__Your objective__: Look through the records below, and whenever a line contains "beach", copy it.

__Stored data__:
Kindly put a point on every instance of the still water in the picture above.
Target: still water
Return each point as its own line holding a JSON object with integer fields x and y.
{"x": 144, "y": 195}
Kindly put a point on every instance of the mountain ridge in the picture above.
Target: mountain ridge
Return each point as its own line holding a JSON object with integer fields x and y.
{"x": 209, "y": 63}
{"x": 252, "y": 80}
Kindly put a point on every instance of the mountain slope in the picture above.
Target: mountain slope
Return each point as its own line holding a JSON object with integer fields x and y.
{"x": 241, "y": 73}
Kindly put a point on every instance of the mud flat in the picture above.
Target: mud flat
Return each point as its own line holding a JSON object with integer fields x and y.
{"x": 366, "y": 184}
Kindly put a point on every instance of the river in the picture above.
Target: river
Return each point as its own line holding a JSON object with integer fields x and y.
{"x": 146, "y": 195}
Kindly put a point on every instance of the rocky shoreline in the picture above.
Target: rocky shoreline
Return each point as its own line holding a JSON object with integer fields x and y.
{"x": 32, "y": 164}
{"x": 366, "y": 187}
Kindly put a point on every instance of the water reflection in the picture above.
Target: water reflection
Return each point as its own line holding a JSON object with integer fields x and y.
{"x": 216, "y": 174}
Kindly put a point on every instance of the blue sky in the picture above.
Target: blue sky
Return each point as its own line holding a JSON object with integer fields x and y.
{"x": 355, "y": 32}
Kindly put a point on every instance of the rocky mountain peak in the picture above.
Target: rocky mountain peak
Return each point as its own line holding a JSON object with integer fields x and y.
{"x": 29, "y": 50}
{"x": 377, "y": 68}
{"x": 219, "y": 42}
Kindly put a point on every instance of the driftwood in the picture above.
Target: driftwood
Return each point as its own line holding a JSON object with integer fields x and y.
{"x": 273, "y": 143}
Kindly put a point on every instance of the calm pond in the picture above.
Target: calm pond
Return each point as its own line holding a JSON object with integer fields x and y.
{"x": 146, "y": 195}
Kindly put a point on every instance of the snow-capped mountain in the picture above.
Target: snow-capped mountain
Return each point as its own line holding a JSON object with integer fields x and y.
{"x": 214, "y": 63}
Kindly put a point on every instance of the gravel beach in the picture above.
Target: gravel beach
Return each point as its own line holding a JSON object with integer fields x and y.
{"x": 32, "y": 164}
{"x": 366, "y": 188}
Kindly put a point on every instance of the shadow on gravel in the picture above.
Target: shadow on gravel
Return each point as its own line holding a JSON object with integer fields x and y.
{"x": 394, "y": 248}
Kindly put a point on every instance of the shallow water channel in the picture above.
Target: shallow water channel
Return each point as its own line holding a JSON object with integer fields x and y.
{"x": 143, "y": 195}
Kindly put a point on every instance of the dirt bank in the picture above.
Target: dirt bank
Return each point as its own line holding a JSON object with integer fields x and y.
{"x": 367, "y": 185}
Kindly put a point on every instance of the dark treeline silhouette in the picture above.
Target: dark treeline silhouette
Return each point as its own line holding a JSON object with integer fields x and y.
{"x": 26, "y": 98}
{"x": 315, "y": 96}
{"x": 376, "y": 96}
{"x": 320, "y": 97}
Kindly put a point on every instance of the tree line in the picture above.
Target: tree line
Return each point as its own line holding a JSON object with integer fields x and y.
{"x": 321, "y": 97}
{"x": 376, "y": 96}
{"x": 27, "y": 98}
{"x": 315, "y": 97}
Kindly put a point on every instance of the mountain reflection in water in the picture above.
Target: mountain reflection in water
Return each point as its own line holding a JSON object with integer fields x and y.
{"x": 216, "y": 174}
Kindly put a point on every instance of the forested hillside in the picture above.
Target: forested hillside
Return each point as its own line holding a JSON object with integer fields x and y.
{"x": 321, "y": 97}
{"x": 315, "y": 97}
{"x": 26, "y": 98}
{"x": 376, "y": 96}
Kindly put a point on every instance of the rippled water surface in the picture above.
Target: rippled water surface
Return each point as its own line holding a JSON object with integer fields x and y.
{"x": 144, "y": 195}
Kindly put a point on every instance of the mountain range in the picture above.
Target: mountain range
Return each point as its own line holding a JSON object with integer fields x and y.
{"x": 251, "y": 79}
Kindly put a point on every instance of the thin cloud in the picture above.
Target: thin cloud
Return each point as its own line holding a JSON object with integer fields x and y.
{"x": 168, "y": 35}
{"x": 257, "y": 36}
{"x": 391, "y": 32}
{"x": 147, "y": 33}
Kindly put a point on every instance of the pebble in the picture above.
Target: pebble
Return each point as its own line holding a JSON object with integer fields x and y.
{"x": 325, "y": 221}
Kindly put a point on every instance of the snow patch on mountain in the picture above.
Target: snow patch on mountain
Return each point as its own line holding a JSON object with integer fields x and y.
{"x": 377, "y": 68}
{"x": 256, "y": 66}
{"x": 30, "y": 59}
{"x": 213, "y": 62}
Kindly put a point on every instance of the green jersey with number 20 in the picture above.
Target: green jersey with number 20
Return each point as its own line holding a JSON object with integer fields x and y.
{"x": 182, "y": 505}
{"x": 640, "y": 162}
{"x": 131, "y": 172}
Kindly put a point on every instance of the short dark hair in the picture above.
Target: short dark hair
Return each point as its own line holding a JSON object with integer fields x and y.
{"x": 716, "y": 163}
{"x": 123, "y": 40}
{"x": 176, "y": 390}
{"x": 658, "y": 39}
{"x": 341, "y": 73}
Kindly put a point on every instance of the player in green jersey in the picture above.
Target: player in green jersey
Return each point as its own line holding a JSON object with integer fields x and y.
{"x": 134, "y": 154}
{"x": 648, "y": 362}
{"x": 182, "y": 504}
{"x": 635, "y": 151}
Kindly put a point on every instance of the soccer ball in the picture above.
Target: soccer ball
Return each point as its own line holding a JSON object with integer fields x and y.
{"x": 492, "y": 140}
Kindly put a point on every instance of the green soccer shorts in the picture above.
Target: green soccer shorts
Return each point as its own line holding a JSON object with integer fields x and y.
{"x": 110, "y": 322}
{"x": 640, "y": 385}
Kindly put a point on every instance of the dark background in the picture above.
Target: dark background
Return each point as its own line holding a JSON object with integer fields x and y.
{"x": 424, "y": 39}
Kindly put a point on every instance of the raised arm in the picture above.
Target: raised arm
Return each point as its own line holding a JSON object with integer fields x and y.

__Exercise output__:
Kindly put a point on every instance of the gravel beach in the picture above.
Target: gravel beach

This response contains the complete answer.